*** Given entries ***
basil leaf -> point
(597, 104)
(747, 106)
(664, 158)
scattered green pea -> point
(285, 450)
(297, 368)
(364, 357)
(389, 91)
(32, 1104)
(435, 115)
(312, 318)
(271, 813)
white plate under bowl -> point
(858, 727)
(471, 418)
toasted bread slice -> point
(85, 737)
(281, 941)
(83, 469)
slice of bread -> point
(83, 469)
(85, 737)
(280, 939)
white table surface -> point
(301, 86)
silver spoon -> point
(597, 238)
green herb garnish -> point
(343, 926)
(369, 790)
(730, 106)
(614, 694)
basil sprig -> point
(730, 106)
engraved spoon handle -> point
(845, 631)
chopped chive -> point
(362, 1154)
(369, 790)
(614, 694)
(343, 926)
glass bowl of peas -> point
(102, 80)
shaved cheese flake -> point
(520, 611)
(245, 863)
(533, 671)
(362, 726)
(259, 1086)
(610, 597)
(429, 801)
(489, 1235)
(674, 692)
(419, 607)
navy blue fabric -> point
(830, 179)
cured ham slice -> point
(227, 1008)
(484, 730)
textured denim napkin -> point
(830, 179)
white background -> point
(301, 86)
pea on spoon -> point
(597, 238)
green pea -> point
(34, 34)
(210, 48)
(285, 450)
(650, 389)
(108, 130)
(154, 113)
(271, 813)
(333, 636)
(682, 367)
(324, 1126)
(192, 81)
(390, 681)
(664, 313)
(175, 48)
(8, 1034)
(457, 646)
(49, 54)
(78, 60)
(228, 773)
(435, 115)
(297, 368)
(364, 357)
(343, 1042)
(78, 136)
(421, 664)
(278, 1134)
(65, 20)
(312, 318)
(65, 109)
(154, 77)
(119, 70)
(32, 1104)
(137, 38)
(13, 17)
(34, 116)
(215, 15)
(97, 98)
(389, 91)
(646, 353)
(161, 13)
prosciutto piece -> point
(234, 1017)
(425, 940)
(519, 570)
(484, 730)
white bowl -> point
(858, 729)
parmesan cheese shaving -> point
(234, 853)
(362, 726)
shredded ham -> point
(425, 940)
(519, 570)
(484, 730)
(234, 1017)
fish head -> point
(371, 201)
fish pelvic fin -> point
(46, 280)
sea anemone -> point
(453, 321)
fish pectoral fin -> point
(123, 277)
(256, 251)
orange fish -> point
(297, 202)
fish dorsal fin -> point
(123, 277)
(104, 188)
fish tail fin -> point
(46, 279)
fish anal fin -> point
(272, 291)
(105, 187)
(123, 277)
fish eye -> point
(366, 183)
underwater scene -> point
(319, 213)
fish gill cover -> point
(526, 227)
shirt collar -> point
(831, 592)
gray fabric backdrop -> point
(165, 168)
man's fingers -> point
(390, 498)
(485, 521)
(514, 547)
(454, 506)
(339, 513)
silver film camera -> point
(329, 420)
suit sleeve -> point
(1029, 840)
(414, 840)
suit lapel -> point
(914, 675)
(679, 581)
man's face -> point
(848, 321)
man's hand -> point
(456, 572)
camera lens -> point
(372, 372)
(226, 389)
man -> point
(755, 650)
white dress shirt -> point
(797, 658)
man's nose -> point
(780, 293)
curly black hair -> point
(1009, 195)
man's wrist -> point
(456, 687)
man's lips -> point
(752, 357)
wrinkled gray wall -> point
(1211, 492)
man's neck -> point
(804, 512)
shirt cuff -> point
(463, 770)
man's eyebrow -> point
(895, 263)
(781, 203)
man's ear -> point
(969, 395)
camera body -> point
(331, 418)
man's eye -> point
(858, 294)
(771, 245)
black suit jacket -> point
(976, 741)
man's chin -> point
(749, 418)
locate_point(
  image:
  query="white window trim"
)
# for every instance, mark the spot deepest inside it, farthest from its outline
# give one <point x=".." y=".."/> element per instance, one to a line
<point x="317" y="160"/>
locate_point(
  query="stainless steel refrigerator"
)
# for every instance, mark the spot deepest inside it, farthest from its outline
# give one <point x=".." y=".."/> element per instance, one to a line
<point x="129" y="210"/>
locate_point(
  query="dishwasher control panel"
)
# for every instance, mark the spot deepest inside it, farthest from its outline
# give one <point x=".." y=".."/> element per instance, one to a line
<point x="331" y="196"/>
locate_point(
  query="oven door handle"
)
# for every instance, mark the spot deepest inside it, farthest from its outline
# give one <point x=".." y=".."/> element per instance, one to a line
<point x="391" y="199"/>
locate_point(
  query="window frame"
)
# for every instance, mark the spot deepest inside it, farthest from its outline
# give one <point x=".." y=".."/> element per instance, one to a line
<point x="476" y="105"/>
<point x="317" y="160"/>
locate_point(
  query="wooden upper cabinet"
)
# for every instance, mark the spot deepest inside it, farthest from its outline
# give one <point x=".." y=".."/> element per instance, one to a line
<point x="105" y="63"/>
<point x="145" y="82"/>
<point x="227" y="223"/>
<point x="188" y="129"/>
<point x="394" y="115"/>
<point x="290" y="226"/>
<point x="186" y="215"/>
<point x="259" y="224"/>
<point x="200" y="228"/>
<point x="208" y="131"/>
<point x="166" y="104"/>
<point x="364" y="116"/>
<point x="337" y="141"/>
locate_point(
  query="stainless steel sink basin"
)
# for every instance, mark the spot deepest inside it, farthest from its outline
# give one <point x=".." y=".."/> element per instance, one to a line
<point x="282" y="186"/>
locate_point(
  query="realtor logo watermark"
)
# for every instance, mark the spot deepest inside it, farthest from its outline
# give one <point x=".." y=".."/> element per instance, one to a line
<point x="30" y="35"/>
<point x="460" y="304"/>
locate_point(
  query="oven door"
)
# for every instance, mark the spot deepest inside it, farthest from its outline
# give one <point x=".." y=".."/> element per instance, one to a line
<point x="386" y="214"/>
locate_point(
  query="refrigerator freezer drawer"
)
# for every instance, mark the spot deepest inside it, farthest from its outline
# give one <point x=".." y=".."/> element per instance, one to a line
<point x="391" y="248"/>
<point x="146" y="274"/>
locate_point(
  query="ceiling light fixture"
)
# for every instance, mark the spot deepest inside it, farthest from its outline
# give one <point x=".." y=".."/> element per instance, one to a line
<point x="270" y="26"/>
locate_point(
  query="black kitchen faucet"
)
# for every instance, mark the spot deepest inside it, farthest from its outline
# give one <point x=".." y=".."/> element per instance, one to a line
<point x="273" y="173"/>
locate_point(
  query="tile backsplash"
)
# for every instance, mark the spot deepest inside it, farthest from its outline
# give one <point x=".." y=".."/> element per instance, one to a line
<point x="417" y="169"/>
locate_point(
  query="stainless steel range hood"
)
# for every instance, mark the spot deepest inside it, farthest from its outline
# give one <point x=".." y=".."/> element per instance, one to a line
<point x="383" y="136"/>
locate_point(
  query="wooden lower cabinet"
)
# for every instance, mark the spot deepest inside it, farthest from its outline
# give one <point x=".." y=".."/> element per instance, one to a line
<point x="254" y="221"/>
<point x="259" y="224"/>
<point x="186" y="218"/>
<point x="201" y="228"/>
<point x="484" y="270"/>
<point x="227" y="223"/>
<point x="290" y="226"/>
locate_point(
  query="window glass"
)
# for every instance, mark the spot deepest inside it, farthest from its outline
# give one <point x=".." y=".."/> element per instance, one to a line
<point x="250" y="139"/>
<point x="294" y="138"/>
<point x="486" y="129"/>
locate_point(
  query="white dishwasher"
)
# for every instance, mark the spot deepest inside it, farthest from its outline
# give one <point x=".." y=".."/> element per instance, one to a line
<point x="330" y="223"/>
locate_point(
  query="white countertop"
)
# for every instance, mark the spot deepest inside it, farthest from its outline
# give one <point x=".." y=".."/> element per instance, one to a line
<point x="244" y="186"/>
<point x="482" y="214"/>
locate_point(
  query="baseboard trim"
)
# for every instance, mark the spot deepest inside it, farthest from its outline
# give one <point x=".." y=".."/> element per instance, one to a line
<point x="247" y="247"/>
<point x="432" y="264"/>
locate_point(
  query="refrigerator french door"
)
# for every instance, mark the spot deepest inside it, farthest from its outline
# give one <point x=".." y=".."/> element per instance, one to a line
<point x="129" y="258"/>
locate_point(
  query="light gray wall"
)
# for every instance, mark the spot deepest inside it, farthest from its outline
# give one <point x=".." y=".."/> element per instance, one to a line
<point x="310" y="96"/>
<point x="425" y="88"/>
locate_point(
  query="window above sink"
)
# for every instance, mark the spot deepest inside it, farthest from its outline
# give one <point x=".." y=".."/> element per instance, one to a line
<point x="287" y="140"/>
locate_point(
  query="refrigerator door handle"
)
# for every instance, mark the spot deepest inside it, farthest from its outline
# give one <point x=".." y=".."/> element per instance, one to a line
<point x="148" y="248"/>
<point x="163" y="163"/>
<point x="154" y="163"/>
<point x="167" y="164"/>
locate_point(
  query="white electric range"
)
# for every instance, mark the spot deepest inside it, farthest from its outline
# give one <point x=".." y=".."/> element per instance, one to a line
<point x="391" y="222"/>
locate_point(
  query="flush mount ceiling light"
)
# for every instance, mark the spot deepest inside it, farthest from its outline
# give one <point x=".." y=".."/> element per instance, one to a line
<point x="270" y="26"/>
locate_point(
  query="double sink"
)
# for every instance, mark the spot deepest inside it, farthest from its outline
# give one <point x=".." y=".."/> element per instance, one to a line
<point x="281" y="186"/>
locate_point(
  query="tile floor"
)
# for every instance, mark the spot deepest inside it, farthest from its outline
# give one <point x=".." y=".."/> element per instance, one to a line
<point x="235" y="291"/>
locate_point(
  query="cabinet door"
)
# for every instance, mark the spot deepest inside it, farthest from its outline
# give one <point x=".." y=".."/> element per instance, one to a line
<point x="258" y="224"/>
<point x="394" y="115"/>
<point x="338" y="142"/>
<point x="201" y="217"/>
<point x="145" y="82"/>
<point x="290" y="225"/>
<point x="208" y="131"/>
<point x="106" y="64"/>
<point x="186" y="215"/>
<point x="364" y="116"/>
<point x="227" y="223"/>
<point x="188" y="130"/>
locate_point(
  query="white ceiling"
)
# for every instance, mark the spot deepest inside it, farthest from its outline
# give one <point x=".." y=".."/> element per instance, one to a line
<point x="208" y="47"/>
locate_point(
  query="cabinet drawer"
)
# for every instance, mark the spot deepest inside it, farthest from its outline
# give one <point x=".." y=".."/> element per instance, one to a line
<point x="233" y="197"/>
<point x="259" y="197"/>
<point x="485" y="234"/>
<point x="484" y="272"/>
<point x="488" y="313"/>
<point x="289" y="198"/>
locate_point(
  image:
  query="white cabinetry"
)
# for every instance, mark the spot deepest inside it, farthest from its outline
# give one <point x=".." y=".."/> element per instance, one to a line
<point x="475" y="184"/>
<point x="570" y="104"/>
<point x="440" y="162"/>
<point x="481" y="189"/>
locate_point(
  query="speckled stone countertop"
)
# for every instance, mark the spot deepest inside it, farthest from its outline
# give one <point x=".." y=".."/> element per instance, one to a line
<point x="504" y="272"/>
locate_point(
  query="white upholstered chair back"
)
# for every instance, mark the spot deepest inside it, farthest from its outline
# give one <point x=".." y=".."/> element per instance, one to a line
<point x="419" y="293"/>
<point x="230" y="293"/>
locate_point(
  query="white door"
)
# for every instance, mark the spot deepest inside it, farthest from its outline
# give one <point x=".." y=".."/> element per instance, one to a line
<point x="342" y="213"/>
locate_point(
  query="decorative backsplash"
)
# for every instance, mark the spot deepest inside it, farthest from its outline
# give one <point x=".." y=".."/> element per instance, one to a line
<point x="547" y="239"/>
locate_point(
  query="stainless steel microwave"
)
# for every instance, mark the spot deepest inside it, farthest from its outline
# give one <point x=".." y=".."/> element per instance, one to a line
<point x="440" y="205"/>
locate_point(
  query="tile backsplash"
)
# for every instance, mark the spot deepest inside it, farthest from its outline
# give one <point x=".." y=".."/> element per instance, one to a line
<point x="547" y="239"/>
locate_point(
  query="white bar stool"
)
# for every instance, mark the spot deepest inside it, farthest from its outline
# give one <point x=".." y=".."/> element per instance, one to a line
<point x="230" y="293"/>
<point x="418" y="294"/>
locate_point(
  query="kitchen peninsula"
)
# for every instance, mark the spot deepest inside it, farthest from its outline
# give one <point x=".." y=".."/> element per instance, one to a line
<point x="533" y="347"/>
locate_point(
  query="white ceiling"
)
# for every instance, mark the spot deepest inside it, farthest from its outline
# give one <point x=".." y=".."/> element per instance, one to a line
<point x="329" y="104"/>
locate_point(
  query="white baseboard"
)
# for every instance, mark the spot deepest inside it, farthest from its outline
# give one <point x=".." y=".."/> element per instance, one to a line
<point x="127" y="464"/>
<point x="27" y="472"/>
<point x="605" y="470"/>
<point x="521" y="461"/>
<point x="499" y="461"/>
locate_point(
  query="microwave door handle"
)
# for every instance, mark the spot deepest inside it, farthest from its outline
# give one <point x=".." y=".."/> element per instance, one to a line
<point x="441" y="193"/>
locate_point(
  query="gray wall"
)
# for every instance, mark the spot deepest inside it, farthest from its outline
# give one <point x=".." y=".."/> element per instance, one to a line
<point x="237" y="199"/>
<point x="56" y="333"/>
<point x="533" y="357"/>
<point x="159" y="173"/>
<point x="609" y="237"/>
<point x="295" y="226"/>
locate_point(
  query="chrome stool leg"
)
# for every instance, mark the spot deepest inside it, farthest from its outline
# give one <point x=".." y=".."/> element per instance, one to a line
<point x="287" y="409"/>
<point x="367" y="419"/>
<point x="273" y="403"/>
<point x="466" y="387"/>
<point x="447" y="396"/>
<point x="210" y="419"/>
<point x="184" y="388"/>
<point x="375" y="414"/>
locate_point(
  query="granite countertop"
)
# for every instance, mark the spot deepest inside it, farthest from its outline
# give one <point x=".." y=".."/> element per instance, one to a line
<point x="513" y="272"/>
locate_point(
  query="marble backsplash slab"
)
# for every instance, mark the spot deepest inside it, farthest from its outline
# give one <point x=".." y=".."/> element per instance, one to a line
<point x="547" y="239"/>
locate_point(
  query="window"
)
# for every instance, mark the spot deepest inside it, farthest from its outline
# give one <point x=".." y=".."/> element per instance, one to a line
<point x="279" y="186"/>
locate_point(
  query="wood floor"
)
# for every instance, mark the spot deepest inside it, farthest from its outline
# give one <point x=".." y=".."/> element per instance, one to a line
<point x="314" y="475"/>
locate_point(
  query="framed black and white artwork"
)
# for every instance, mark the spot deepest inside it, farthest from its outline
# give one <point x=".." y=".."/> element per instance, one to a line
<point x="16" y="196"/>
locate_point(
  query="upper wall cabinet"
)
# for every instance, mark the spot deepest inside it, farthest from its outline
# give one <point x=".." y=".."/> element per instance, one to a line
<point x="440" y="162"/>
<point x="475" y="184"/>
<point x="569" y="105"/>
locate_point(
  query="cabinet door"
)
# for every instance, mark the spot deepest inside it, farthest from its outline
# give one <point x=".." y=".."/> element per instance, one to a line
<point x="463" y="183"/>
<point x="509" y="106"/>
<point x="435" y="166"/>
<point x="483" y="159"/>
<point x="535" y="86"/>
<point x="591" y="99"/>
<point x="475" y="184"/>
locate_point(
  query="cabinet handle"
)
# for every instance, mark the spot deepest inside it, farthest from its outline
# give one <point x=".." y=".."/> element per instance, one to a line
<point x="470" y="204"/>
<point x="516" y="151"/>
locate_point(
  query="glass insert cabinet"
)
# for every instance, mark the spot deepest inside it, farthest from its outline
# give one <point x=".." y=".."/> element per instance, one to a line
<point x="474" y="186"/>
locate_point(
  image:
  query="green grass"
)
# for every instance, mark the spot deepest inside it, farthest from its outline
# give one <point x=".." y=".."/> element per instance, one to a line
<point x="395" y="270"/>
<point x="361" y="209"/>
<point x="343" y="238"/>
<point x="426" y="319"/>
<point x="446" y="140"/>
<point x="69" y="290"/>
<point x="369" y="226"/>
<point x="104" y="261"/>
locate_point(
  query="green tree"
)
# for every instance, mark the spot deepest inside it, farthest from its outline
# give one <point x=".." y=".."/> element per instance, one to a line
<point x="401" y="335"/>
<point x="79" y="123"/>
***
#### Your assignment
Find the lines above that contain the word "window" and collect them.

#### Task answer
  query="white window trim"
  query="window frame"
  query="window glass"
  query="window above sink"
  query="window"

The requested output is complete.